▸ **Exercise input**
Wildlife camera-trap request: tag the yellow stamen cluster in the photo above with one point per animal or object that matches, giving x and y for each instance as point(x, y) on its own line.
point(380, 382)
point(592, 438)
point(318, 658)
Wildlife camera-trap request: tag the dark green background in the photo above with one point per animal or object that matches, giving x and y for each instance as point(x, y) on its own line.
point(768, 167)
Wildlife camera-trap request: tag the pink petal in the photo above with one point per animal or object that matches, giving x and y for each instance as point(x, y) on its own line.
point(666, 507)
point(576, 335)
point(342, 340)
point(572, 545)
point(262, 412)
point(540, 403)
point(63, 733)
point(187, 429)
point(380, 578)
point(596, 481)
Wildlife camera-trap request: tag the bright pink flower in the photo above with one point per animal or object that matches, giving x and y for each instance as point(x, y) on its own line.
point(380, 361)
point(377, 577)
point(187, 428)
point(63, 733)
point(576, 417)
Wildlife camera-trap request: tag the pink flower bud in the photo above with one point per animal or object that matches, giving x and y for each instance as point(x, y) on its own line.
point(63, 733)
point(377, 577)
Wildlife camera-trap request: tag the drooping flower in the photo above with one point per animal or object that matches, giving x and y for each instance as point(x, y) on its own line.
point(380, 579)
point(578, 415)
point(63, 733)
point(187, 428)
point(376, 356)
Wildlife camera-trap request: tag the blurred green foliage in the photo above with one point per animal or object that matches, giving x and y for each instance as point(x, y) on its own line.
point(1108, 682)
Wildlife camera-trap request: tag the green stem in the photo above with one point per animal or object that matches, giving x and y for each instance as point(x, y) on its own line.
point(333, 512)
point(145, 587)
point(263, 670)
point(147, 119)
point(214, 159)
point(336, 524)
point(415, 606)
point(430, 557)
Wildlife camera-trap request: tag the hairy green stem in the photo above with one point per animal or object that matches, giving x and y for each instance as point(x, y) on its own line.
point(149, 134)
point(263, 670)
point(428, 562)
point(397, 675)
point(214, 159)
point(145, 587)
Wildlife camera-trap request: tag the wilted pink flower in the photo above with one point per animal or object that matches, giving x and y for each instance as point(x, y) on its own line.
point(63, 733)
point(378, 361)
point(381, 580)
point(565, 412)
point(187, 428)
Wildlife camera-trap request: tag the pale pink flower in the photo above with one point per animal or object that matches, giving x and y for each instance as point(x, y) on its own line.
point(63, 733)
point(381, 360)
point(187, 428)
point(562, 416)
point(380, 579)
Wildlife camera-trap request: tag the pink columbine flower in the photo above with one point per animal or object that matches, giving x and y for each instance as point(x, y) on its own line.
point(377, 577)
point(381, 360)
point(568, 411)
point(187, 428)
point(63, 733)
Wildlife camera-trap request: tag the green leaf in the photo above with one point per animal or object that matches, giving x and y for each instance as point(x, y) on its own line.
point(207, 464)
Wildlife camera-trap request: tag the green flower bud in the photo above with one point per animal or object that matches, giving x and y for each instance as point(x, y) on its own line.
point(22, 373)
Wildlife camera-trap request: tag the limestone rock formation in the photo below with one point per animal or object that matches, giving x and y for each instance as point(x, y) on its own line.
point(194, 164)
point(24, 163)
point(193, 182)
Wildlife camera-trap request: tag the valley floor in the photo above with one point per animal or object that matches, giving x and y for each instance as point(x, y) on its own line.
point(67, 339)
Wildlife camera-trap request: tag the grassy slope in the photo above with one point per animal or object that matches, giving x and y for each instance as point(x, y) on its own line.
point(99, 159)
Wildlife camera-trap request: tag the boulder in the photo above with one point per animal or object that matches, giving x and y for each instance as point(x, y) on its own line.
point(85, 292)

▸ **Written task**
Write out all the entries again with "animal or object" swapped for "item", changing nothing else.

▸ **Response to this task**
Wildlife camera-trap request: tag the yellow stamen cluster in the photo above with one point per item that matches, giving x and y for each instance as point(x, y) on its own line.
point(380, 382)
point(592, 438)
point(318, 658)
Wildlife camera-trap request: tag the dark green background in the photo above with one point per item that matches, giving x and y for each instance as point(x, y) on its own line.
point(768, 167)
Wildlife camera-trap request: tag the pink petal in the photo above with one point per item that matches, giving x and y for each instance as point(x, y) on its own line.
point(666, 507)
point(576, 335)
point(342, 340)
point(572, 545)
point(262, 412)
point(540, 403)
point(63, 733)
point(187, 429)
point(380, 578)
point(596, 481)
Wildlife camera-trap request: tag the bright pink flower in the photo above with one point per item that matches, giving x and y for each instance as point(x, y) on its own line.
point(380, 361)
point(377, 577)
point(187, 428)
point(63, 733)
point(576, 417)
Wildlife camera-trap request: tag the pink flower bud in the photo above with one point per item that matches, giving x and y for each instance as point(x, y) on its own line.
point(63, 733)
point(377, 577)
Wildlife camera-trap request: tag the drooping flower in the photo above with one point per item that matches, giving x and y for each instance as point(x, y) on its own line.
point(380, 579)
point(578, 415)
point(63, 733)
point(187, 428)
point(376, 356)
Wildlife camera-trap request: tag the blurred green foliage in the photo above with one point per item that matches, giving x and y for each instance as point(x, y) on its own line.
point(1108, 682)
Wildlife camera-trap request: tag the green stem in the photo above with one point per item that matches, giving x and y for each instance as point(x, y) on its own line.
point(333, 512)
point(145, 587)
point(263, 670)
point(147, 119)
point(214, 159)
point(336, 524)
point(415, 606)
point(430, 557)
Wildlife camera-trap request: tag the hairy green stem in the photo above with one point per item that matches, giving x and y for each instance as point(x, y) on its own line.
point(149, 134)
point(263, 670)
point(428, 562)
point(397, 675)
point(214, 159)
point(145, 587)
Wildlife camera-trap request: tag the wilted pink flower in the photo above with one point per item that matches, giving x and y for each instance as point(x, y) on its own line.
point(63, 733)
point(378, 361)
point(381, 580)
point(565, 412)
point(187, 428)
Wildlife camera-trap request: tag the pale pink flower in the photo above with one point per item that matches, giving x and y for each instance as point(x, y) on its own line.
point(63, 733)
point(381, 360)
point(187, 428)
point(562, 416)
point(380, 579)
Wildlife camera-trap request: tag the pink columbine flower in the photo above with one point per item that matches, giving x and y for each instance as point(x, y) on its own line.
point(377, 577)
point(381, 360)
point(568, 411)
point(187, 428)
point(63, 733)
Wildlife camera-trap request: tag the green leaf in the photo above with one point per item that matches, giving x and y for each instance as point(x, y) on its own line.
point(207, 464)
Wildlife camera-trap request: tag the green flower bud in the photo above with one point per item that matches, giving x and y for each instance as point(x, y) on its own line.
point(22, 373)
Wildlife camera-trap request: tag the limestone rock formation in the photo below with one point per item that matches, giving x and y for each instance as point(x, y) on its own line.
point(194, 164)
point(24, 163)
point(193, 182)
Wildlife camera-trap request: tag the valley floor in the photo above with one point per item that matches, giving x and y for each instance as point(x, y) on its own line.
point(67, 339)
Wildlife camera-trap request: tag the grassy slope in the photo above with one point per item that matches, giving x and y for each instance as point(x, y) on its own line.
point(99, 159)
Wildlife camera-trap request: tag the boulder in the photo above with one point per item that matches, giving x and y for each instance as point(x, y) on its own line.
point(85, 292)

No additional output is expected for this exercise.